(Beginning of Records provided)
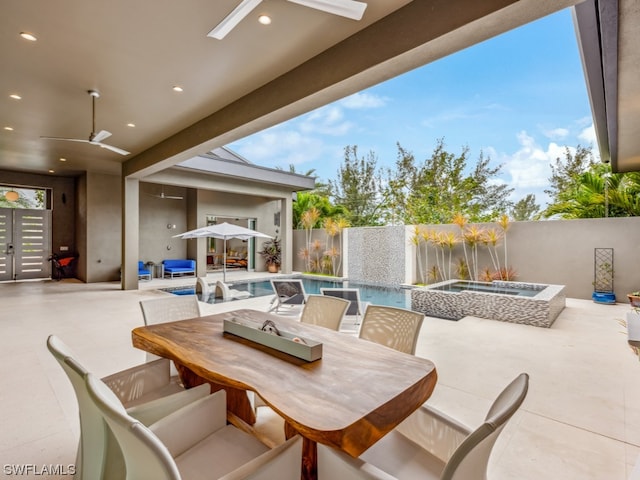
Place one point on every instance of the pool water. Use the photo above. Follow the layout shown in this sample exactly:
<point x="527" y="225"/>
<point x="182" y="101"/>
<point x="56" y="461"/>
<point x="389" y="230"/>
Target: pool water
<point x="373" y="294"/>
<point x="463" y="285"/>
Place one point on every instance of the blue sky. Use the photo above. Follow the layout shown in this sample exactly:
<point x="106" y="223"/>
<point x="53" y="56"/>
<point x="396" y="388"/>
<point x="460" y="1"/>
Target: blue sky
<point x="520" y="98"/>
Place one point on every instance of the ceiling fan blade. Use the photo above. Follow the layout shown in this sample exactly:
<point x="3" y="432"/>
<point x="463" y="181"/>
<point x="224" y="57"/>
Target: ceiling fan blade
<point x="112" y="148"/>
<point x="345" y="8"/>
<point x="66" y="139"/>
<point x="101" y="135"/>
<point x="235" y="17"/>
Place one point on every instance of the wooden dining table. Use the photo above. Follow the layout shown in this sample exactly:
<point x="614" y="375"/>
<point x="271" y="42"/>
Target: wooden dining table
<point x="348" y="399"/>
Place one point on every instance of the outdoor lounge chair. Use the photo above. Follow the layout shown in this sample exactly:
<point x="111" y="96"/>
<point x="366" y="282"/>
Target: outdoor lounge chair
<point x="289" y="292"/>
<point x="146" y="392"/>
<point x="174" y="268"/>
<point x="143" y="273"/>
<point x="356" y="308"/>
<point x="430" y="444"/>
<point x="223" y="291"/>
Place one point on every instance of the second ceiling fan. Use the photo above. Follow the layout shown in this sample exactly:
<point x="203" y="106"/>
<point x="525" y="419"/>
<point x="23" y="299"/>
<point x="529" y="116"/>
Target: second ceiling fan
<point x="345" y="8"/>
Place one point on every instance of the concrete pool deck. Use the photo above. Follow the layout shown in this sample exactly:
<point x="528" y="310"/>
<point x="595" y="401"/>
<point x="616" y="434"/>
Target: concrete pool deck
<point x="581" y="419"/>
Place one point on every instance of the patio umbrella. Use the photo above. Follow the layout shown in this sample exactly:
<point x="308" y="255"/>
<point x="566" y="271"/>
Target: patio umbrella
<point x="223" y="231"/>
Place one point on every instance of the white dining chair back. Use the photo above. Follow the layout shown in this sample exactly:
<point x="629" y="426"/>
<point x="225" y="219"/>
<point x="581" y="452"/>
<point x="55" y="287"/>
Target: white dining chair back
<point x="471" y="458"/>
<point x="431" y="444"/>
<point x="397" y="328"/>
<point x="352" y="295"/>
<point x="193" y="442"/>
<point x="222" y="290"/>
<point x="169" y="309"/>
<point x="324" y="311"/>
<point x="145" y="456"/>
<point x="145" y="390"/>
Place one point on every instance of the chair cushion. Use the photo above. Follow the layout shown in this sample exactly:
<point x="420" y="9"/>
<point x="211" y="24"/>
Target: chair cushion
<point x="177" y="265"/>
<point x="400" y="457"/>
<point x="238" y="447"/>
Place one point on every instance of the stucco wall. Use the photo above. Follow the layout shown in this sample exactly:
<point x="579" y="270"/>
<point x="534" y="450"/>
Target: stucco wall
<point x="63" y="216"/>
<point x="376" y="255"/>
<point x="102" y="228"/>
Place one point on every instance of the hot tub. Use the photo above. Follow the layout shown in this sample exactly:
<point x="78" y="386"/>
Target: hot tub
<point x="516" y="302"/>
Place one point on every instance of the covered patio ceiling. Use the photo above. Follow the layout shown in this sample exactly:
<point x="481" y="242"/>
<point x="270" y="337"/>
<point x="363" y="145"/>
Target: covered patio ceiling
<point x="256" y="77"/>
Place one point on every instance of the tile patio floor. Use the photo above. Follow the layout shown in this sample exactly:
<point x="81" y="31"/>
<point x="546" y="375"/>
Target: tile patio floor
<point x="581" y="419"/>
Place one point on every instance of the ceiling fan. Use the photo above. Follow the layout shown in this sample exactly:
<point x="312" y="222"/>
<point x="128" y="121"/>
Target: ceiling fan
<point x="345" y="8"/>
<point x="94" y="138"/>
<point x="166" y="197"/>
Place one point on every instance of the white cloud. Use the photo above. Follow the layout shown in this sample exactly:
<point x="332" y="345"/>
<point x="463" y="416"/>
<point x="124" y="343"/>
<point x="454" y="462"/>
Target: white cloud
<point x="588" y="135"/>
<point x="327" y="120"/>
<point x="528" y="169"/>
<point x="557" y="133"/>
<point x="363" y="100"/>
<point x="280" y="147"/>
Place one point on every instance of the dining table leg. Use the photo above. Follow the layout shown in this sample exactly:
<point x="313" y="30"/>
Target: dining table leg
<point x="309" y="467"/>
<point x="309" y="464"/>
<point x="237" y="400"/>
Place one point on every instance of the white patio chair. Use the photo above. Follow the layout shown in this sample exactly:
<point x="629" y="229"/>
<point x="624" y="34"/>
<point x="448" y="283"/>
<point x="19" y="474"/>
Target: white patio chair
<point x="194" y="442"/>
<point x="145" y="389"/>
<point x="356" y="307"/>
<point x="429" y="444"/>
<point x="324" y="311"/>
<point x="169" y="309"/>
<point x="223" y="291"/>
<point x="289" y="292"/>
<point x="394" y="327"/>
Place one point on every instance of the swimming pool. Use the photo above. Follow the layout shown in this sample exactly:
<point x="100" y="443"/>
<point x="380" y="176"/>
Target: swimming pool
<point x="373" y="294"/>
<point x="491" y="287"/>
<point x="516" y="302"/>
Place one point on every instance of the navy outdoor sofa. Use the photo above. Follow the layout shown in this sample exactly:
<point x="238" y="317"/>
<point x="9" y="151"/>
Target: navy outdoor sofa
<point x="179" y="267"/>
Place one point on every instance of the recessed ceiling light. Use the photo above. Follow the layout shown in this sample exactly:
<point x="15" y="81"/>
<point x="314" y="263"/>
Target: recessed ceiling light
<point x="28" y="36"/>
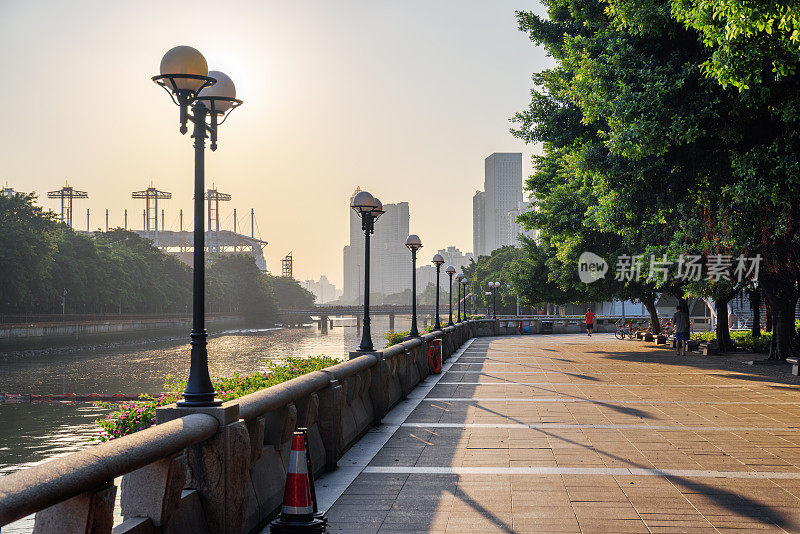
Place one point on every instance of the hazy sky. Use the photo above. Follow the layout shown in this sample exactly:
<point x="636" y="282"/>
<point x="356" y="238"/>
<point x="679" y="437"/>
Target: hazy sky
<point x="404" y="98"/>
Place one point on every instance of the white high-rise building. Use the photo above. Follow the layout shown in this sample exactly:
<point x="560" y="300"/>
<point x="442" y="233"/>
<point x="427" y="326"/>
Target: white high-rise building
<point x="426" y="272"/>
<point x="503" y="186"/>
<point x="502" y="194"/>
<point x="323" y="289"/>
<point x="479" y="223"/>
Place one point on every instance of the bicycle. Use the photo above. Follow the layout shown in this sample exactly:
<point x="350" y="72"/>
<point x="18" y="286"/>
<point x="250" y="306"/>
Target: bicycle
<point x="624" y="330"/>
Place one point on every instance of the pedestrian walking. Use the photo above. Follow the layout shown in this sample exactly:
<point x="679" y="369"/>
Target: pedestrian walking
<point x="589" y="317"/>
<point x="681" y="321"/>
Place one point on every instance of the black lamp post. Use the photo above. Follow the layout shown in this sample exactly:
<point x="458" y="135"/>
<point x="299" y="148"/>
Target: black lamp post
<point x="493" y="286"/>
<point x="438" y="260"/>
<point x="212" y="96"/>
<point x="369" y="209"/>
<point x="464" y="296"/>
<point x="459" y="277"/>
<point x="450" y="272"/>
<point x="413" y="243"/>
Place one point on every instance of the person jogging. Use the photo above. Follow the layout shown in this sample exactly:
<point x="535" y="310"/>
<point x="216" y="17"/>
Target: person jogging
<point x="589" y="317"/>
<point x="681" y="322"/>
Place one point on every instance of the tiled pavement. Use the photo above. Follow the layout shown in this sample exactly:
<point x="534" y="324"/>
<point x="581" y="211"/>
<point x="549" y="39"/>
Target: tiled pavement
<point x="574" y="434"/>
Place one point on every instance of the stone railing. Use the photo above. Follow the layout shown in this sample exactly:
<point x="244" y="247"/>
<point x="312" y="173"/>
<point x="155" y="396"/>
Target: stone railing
<point x="223" y="469"/>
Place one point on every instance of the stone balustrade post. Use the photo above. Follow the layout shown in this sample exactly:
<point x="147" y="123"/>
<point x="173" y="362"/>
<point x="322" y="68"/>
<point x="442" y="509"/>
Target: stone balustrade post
<point x="219" y="468"/>
<point x="88" y="512"/>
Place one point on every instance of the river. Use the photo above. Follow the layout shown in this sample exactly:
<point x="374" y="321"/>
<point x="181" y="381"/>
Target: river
<point x="34" y="432"/>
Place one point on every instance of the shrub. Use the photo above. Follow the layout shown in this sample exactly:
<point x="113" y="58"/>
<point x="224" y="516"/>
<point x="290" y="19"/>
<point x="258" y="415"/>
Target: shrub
<point x="132" y="416"/>
<point x="393" y="338"/>
<point x="742" y="340"/>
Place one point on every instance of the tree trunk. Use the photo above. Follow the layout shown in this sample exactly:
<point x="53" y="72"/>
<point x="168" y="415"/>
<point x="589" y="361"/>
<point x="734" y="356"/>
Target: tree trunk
<point x="723" y="332"/>
<point x="782" y="330"/>
<point x="768" y="310"/>
<point x="650" y="304"/>
<point x="755" y="305"/>
<point x="781" y="297"/>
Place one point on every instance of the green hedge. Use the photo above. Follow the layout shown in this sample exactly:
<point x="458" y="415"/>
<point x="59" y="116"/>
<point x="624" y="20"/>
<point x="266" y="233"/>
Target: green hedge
<point x="132" y="416"/>
<point x="744" y="340"/>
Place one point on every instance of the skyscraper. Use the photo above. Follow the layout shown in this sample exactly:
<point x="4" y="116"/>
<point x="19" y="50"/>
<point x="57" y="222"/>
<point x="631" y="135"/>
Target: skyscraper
<point x="503" y="186"/>
<point x="491" y="226"/>
<point x="479" y="223"/>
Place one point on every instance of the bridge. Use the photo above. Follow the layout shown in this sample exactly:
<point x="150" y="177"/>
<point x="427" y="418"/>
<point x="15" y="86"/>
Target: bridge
<point x="323" y="313"/>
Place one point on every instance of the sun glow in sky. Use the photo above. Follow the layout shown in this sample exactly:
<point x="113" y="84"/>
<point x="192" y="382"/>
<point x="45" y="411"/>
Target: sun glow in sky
<point x="403" y="98"/>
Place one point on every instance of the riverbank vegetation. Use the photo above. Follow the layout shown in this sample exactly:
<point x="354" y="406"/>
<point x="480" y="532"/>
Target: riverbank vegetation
<point x="670" y="135"/>
<point x="45" y="263"/>
<point x="132" y="416"/>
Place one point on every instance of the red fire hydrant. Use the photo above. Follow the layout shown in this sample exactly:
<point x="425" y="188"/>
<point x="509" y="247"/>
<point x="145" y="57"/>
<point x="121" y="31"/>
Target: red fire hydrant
<point x="435" y="356"/>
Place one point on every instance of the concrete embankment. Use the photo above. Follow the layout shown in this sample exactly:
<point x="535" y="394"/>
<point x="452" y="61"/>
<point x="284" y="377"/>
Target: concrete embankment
<point x="26" y="336"/>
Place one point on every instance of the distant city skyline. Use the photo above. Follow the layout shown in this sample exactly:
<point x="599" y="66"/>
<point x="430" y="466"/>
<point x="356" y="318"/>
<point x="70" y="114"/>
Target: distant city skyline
<point x="495" y="209"/>
<point x="402" y="98"/>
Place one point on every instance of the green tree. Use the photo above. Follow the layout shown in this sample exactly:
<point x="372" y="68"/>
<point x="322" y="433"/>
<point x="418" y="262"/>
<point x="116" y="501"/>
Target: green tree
<point x="751" y="42"/>
<point x="27" y="244"/>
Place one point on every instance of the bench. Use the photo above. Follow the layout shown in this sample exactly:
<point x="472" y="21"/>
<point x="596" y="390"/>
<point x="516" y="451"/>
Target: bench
<point x="793" y="361"/>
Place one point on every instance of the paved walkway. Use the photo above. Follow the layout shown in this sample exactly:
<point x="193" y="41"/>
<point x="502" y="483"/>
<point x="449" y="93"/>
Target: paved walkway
<point x="566" y="433"/>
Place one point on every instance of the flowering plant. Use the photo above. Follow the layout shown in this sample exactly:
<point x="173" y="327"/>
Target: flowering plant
<point x="131" y="416"/>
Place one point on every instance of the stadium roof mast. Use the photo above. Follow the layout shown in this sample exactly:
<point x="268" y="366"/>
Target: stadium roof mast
<point x="214" y="197"/>
<point x="287" y="264"/>
<point x="67" y="194"/>
<point x="151" y="208"/>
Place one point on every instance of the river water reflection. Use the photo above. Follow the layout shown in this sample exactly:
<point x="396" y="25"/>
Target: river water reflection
<point x="33" y="432"/>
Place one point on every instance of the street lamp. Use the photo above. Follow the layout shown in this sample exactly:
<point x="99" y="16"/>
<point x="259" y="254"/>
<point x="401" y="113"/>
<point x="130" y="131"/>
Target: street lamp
<point x="369" y="209"/>
<point x="438" y="260"/>
<point x="459" y="277"/>
<point x="493" y="286"/>
<point x="211" y="96"/>
<point x="413" y="243"/>
<point x="450" y="272"/>
<point x="464" y="297"/>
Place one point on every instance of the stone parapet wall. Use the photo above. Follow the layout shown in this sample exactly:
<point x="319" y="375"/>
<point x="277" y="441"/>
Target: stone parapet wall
<point x="223" y="470"/>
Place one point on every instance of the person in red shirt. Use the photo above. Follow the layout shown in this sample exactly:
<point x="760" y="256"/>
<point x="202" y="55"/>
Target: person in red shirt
<point x="589" y="321"/>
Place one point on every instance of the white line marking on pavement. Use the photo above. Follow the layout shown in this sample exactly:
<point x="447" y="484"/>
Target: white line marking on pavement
<point x="597" y="401"/>
<point x="331" y="485"/>
<point x="605" y="384"/>
<point x="544" y="426"/>
<point x="619" y="471"/>
<point x="573" y="372"/>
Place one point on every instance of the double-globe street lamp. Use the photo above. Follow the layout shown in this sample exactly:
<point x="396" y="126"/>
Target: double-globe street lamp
<point x="438" y="260"/>
<point x="464" y="296"/>
<point x="369" y="209"/>
<point x="450" y="272"/>
<point x="413" y="243"/>
<point x="211" y="96"/>
<point x="494" y="286"/>
<point x="459" y="277"/>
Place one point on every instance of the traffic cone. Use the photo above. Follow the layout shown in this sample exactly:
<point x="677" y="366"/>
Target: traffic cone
<point x="297" y="514"/>
<point x="310" y="471"/>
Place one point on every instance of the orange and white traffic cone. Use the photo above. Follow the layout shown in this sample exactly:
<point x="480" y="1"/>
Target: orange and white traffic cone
<point x="297" y="514"/>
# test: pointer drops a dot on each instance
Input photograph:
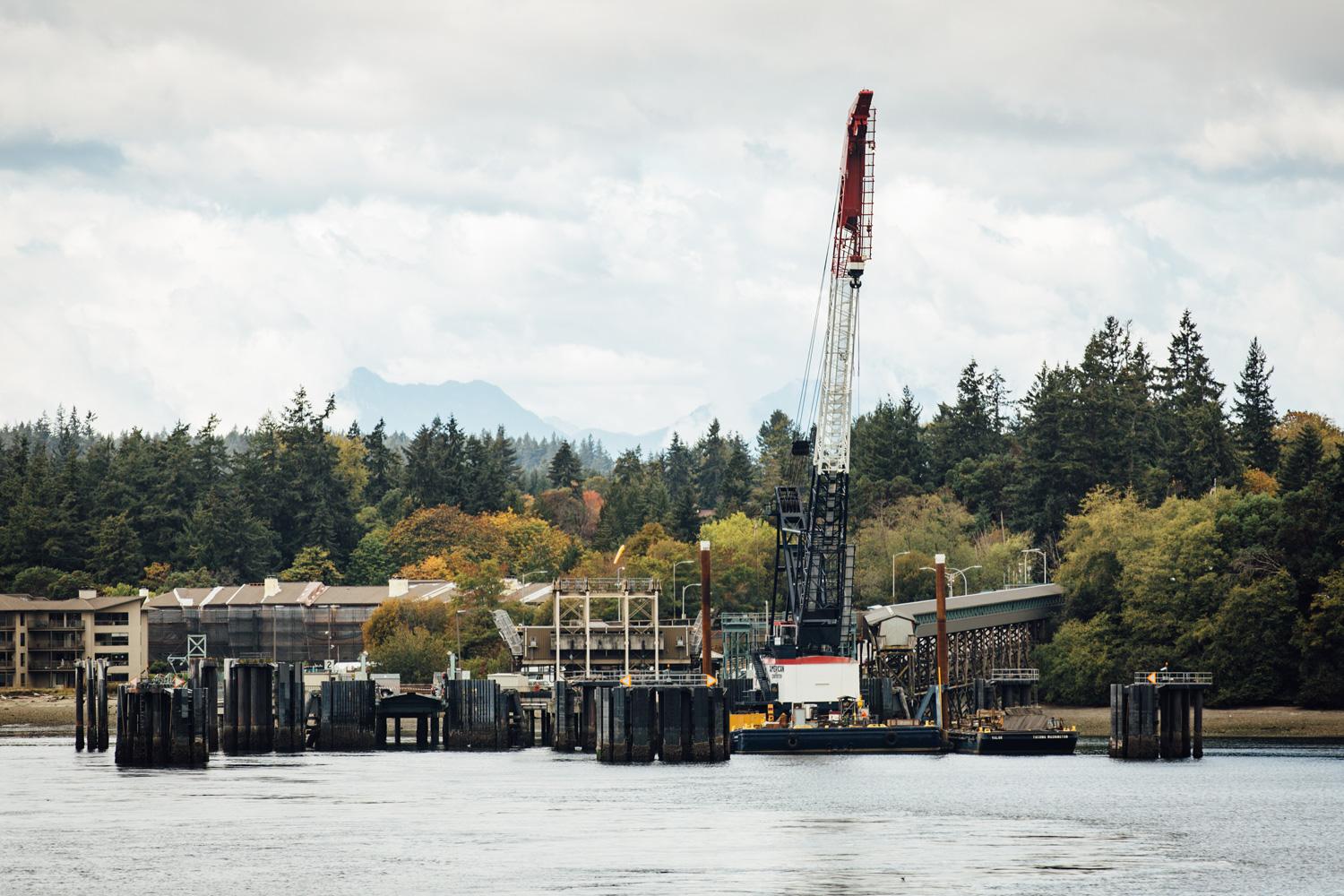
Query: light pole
(674, 581)
(945, 573)
(1045, 563)
(965, 586)
(694, 584)
(894, 573)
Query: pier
(1152, 718)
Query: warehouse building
(281, 621)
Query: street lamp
(674, 576)
(946, 573)
(965, 586)
(894, 573)
(1045, 563)
(694, 584)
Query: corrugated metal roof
(297, 594)
(26, 602)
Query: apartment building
(40, 641)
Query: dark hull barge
(1015, 743)
(874, 739)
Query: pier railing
(642, 678)
(1015, 675)
(1174, 677)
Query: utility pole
(940, 563)
(706, 656)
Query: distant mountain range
(484, 406)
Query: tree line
(986, 477)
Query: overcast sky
(620, 211)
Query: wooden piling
(101, 685)
(1198, 743)
(81, 672)
(159, 726)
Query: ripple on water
(534, 823)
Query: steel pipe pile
(675, 724)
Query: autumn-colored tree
(742, 556)
(403, 614)
(438, 530)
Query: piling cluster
(674, 724)
(1153, 720)
(349, 716)
(290, 712)
(476, 715)
(91, 705)
(249, 723)
(159, 726)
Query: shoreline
(1244, 721)
(54, 712)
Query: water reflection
(1252, 818)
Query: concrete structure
(42, 641)
(604, 626)
(279, 621)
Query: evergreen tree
(738, 471)
(424, 476)
(677, 468)
(225, 536)
(774, 444)
(624, 511)
(382, 463)
(1199, 444)
(710, 465)
(969, 429)
(1059, 461)
(685, 521)
(1303, 460)
(117, 556)
(1254, 410)
(566, 471)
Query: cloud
(621, 214)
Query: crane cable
(823, 296)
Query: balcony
(56, 625)
(54, 641)
(51, 662)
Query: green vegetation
(1187, 527)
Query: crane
(814, 568)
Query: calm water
(1250, 818)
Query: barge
(873, 739)
(1023, 731)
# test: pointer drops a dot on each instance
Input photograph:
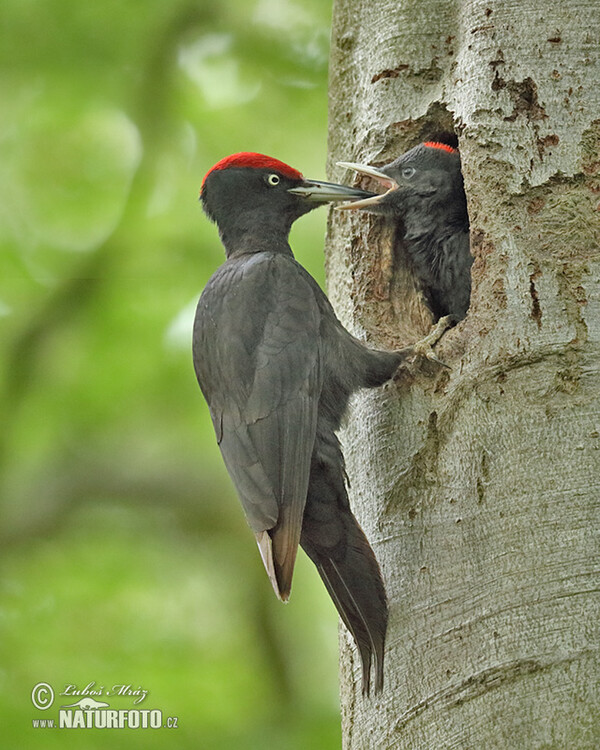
(End of Records provided)
__Problem requirements__: In the material above, retype exactly the lines that run from the one containing "Query: street lamp" through the last line, and keep out the pictures.

__Problem solution__:
Query: street lamp
(674, 576)
(946, 573)
(965, 586)
(894, 573)
(1045, 563)
(694, 584)
Query: corrugated metal roof
(297, 594)
(26, 602)
Query: apartment building
(40, 641)
Query: dark hull barge
(1015, 743)
(874, 739)
Query: pier railing
(642, 678)
(1015, 675)
(1174, 677)
Query: utility pole
(940, 563)
(706, 656)
Query: distant mountain range
(484, 406)
Query: tree line
(986, 477)
Query: overcast sky
(620, 211)
Query: wooden piling
(101, 685)
(1198, 743)
(81, 672)
(159, 726)
Query: ripple on water
(534, 823)
Query: steel pipe pile
(675, 724)
Query: autumn-colored tree
(742, 556)
(403, 614)
(438, 530)
Query: piling cluster
(674, 724)
(1153, 720)
(349, 716)
(290, 712)
(476, 715)
(91, 705)
(249, 723)
(159, 726)
Query: shoreline
(1244, 721)
(54, 712)
Query: water reflection
(1252, 818)
Query: concrete structure
(42, 641)
(604, 626)
(279, 621)
Query: evergreen tree
(738, 471)
(424, 476)
(677, 468)
(225, 536)
(774, 444)
(624, 511)
(382, 463)
(1199, 444)
(710, 465)
(969, 429)
(1059, 461)
(685, 521)
(1303, 460)
(117, 556)
(1254, 410)
(566, 471)
Query: cloud
(621, 214)
Query: crane cable
(823, 296)
Query: balcony
(56, 625)
(54, 641)
(51, 662)
Query: green vegetation
(1187, 527)
Query: crane
(814, 568)
Query: calm water
(1250, 818)
Query: barge
(873, 739)
(1023, 731)
# test: pointer drops a dot on each instance
Input photograph:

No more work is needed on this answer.